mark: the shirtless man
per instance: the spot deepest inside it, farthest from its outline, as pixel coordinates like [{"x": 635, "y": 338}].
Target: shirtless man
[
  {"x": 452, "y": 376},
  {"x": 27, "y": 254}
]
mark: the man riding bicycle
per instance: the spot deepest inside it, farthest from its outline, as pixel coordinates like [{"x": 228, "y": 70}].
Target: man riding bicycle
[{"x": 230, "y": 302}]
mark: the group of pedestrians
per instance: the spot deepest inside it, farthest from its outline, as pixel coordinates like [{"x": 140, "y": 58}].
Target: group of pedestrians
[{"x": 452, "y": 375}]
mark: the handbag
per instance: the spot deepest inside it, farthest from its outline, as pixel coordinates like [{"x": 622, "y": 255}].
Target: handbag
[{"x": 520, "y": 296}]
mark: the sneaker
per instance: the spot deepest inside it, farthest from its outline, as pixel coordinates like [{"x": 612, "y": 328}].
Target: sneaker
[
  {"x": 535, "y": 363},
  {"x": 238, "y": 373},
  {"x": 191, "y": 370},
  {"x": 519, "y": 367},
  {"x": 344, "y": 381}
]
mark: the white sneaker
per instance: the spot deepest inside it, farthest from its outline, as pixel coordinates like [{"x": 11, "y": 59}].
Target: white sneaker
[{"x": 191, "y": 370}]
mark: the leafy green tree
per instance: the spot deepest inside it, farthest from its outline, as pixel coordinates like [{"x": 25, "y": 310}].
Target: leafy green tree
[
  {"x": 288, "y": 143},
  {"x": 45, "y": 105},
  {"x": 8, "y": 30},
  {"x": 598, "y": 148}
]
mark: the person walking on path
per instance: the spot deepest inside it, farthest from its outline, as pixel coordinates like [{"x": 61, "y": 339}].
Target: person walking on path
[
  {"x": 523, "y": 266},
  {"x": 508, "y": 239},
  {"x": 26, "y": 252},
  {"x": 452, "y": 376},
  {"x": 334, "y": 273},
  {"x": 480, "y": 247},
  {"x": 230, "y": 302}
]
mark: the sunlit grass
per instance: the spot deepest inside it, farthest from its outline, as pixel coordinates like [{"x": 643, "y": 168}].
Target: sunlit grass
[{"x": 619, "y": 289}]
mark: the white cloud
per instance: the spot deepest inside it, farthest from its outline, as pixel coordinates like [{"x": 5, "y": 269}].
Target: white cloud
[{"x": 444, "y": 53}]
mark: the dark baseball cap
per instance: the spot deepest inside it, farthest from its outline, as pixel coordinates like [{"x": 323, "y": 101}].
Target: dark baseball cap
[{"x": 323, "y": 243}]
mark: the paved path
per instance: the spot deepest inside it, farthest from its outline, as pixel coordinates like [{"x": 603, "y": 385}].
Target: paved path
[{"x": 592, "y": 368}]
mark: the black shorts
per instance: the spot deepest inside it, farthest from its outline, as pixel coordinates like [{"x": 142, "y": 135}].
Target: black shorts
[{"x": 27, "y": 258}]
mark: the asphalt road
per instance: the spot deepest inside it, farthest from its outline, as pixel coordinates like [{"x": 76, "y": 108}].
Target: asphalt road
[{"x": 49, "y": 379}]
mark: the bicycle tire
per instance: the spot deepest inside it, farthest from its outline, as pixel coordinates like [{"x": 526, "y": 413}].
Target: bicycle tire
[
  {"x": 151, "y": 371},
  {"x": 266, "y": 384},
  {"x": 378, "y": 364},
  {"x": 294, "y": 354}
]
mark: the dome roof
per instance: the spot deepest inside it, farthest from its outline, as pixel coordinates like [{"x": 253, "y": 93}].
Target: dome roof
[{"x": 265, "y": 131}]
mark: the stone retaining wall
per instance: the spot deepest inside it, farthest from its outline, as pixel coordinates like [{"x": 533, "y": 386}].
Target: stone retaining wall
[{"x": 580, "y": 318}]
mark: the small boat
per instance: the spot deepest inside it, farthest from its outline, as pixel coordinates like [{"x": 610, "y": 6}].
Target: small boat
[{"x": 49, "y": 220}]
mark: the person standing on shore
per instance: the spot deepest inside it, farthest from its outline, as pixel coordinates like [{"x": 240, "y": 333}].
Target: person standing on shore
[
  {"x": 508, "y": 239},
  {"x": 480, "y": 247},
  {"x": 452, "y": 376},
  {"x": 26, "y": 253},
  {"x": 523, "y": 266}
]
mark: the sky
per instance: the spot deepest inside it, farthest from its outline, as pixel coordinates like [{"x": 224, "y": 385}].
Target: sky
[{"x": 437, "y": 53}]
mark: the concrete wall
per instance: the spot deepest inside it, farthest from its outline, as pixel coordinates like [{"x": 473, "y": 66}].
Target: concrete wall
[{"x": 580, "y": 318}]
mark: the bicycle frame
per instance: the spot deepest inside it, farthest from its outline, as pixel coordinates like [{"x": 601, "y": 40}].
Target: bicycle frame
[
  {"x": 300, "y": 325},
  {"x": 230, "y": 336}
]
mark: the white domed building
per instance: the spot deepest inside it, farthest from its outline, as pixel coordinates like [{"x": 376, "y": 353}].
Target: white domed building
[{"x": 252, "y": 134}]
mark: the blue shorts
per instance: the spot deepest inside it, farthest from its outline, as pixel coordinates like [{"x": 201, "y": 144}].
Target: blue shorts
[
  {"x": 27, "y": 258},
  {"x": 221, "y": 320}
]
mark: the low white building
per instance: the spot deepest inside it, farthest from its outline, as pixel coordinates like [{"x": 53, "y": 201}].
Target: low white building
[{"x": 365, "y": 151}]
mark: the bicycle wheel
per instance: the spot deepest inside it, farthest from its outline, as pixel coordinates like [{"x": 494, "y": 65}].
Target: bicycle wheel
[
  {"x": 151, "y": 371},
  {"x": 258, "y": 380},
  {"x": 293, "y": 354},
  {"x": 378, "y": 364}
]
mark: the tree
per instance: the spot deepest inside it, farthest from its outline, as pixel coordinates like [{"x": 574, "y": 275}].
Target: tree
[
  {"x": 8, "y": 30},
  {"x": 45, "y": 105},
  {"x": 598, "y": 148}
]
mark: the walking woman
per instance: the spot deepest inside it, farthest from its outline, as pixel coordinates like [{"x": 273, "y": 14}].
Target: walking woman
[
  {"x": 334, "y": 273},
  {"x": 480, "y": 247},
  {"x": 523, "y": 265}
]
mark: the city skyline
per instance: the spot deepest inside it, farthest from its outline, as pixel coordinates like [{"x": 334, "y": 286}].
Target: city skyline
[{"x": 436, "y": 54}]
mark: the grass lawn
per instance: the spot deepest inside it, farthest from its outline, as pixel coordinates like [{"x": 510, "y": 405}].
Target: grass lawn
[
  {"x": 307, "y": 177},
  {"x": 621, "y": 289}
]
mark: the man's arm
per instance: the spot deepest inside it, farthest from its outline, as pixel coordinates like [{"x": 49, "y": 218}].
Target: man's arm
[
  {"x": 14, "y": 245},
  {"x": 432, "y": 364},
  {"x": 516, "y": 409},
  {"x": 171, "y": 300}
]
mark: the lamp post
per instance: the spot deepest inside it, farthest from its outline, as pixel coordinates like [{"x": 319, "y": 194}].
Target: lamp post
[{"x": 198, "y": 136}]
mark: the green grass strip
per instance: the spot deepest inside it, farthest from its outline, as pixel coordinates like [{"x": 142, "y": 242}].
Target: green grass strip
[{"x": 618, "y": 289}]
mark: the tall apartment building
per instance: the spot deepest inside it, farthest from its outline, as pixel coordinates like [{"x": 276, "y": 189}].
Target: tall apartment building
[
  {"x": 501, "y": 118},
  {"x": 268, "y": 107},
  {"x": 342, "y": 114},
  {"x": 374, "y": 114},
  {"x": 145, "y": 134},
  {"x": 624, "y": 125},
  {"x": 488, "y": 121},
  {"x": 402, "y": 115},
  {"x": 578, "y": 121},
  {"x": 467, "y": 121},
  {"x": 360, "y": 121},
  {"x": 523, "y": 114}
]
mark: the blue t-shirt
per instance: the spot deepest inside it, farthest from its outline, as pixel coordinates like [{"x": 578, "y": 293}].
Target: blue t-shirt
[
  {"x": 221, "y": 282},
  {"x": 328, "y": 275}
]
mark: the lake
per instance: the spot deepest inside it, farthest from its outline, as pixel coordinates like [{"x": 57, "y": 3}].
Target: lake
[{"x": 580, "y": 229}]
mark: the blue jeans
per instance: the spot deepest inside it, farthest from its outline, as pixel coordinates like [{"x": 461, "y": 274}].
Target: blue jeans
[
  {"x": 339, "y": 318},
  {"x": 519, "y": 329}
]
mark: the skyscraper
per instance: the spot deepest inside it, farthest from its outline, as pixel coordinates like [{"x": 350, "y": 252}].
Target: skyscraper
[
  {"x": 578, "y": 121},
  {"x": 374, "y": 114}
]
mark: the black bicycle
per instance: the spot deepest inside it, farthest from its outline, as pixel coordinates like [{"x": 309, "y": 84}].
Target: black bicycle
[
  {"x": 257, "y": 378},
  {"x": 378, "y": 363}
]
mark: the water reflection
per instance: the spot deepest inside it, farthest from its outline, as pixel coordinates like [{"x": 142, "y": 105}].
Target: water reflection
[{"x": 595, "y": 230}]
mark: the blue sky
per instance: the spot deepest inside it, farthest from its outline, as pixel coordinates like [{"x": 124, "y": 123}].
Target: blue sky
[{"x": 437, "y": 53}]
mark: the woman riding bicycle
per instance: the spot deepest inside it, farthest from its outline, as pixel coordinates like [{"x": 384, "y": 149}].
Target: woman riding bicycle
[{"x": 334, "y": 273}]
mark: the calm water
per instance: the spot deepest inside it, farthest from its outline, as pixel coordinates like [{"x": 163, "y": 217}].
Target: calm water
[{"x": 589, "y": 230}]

____

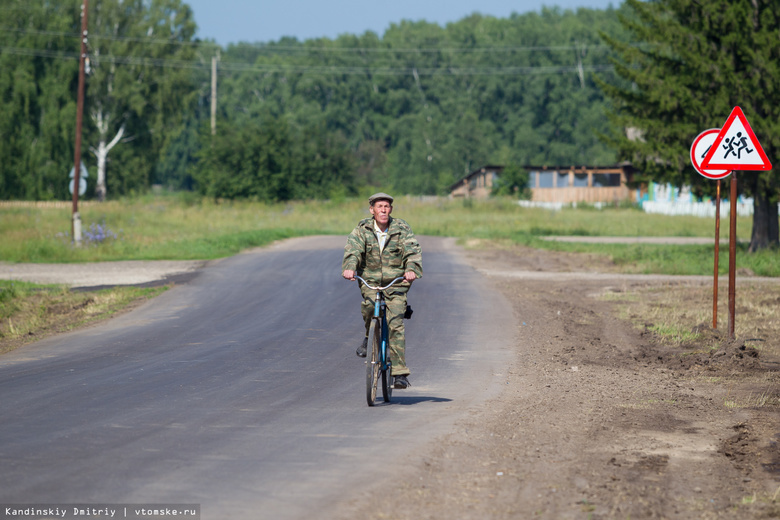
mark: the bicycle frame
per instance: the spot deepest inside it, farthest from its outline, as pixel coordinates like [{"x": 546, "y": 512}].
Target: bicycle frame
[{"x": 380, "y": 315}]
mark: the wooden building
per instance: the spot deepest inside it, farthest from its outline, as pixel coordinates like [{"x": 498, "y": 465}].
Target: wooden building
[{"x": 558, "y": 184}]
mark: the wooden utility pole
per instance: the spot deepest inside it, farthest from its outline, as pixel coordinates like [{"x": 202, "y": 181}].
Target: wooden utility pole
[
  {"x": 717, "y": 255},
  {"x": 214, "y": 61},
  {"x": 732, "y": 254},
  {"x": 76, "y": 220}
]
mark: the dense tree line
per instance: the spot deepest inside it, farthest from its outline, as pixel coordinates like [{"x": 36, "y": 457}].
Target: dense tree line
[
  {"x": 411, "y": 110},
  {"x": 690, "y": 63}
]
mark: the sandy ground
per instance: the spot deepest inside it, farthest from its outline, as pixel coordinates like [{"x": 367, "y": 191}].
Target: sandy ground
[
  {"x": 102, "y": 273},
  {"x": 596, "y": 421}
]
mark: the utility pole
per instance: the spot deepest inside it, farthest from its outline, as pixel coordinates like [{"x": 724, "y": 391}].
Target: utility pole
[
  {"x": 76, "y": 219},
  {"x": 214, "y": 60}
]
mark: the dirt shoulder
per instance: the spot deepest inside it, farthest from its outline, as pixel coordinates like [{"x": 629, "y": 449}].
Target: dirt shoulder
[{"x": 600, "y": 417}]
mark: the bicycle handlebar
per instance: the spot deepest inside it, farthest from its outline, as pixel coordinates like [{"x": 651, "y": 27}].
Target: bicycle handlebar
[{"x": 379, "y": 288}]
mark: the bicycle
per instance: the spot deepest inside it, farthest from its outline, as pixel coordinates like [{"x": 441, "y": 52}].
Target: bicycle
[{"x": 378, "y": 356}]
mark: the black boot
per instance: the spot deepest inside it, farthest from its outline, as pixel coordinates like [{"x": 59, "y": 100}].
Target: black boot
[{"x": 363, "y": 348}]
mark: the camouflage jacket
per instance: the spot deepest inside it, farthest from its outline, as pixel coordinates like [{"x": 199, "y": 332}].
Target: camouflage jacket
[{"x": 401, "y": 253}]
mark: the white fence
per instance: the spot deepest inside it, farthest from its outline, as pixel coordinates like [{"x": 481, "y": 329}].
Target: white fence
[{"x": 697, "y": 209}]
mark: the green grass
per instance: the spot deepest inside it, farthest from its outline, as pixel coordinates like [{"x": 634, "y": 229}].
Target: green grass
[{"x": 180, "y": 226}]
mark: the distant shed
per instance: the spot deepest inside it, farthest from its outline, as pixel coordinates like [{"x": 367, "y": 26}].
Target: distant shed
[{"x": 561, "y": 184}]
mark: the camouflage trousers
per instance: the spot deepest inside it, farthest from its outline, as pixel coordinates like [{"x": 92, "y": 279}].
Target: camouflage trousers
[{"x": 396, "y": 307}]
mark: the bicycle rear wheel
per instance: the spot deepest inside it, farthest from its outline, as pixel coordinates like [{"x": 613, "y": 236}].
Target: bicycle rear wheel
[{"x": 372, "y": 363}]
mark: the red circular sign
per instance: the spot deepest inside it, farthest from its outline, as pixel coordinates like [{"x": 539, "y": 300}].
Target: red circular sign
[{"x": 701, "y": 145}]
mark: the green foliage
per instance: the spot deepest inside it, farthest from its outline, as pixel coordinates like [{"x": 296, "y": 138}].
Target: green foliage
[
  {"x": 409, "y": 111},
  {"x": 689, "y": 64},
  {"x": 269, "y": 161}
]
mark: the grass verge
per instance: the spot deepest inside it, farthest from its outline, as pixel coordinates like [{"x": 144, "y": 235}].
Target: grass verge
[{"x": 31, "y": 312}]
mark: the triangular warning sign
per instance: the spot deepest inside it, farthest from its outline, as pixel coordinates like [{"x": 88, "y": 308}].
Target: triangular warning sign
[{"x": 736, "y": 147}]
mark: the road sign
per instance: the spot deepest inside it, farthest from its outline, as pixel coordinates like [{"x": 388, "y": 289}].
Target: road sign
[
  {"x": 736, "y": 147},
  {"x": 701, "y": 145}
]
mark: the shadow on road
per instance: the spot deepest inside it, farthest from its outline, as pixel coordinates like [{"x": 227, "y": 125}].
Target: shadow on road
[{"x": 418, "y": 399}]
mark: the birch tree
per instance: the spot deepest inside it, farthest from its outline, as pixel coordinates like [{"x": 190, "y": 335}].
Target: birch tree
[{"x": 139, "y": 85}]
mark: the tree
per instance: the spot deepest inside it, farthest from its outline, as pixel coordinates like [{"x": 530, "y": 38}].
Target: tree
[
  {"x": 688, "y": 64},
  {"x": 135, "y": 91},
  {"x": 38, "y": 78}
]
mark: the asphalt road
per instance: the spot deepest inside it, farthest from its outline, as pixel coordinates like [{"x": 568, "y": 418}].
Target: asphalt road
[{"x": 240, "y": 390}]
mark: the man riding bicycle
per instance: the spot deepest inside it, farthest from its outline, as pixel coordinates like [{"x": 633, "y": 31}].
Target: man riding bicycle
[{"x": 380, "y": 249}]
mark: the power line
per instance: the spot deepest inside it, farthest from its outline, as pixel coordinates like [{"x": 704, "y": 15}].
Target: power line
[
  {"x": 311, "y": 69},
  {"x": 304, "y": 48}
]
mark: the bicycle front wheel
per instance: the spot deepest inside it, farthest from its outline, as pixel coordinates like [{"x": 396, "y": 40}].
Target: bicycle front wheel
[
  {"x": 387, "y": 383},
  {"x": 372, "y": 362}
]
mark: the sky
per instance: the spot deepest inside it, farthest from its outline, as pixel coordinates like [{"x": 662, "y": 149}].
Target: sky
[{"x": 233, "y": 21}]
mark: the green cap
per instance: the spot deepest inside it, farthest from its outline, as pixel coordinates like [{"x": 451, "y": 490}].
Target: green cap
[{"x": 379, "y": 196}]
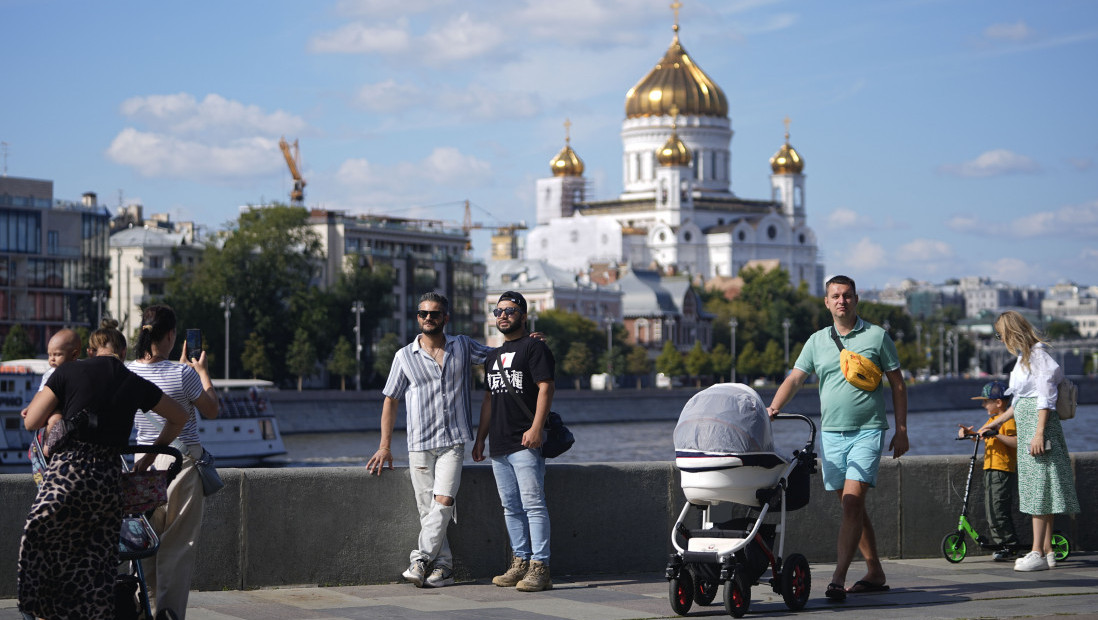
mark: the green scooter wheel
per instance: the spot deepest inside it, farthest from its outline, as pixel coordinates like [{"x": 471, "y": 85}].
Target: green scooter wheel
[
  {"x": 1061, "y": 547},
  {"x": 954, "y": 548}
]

____

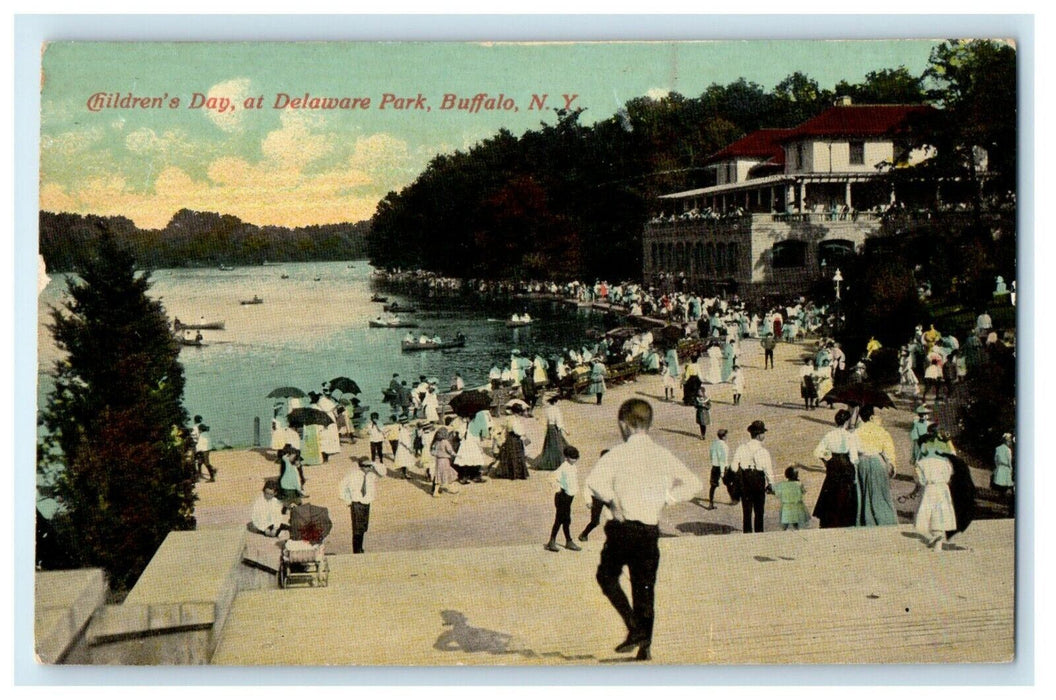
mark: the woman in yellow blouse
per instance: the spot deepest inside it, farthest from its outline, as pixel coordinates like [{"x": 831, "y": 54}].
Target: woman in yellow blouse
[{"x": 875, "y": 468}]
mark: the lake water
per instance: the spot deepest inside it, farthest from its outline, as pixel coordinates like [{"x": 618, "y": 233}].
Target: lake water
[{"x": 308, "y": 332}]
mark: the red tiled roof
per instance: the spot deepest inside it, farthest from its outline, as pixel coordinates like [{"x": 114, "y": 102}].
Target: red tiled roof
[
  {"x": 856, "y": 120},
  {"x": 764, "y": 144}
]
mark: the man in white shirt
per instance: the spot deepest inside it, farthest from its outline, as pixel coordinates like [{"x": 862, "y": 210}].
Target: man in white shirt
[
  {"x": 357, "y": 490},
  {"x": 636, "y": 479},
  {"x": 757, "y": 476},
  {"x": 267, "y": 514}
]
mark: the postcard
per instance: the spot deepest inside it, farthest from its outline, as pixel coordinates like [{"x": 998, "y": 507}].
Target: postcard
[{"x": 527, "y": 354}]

____

* [TASK TO COMPLETE]
Everything starting at the line containing "Target: bicycle tire" and ending at the line containing "mark: the stone retaining wall" in the records above should be repeated exactly, and only that.

* [PROBLEM SOLUTION]
Target: bicycle tire
[
  {"x": 151, "y": 371},
  {"x": 266, "y": 384},
  {"x": 378, "y": 364},
  {"x": 294, "y": 354}
]
mark: the dome roof
per instance: the spot deepest inside it, farthest from its outline, as pixel coordinates like [{"x": 253, "y": 93}].
Target: dome roof
[{"x": 265, "y": 131}]
mark: the stone retaining wall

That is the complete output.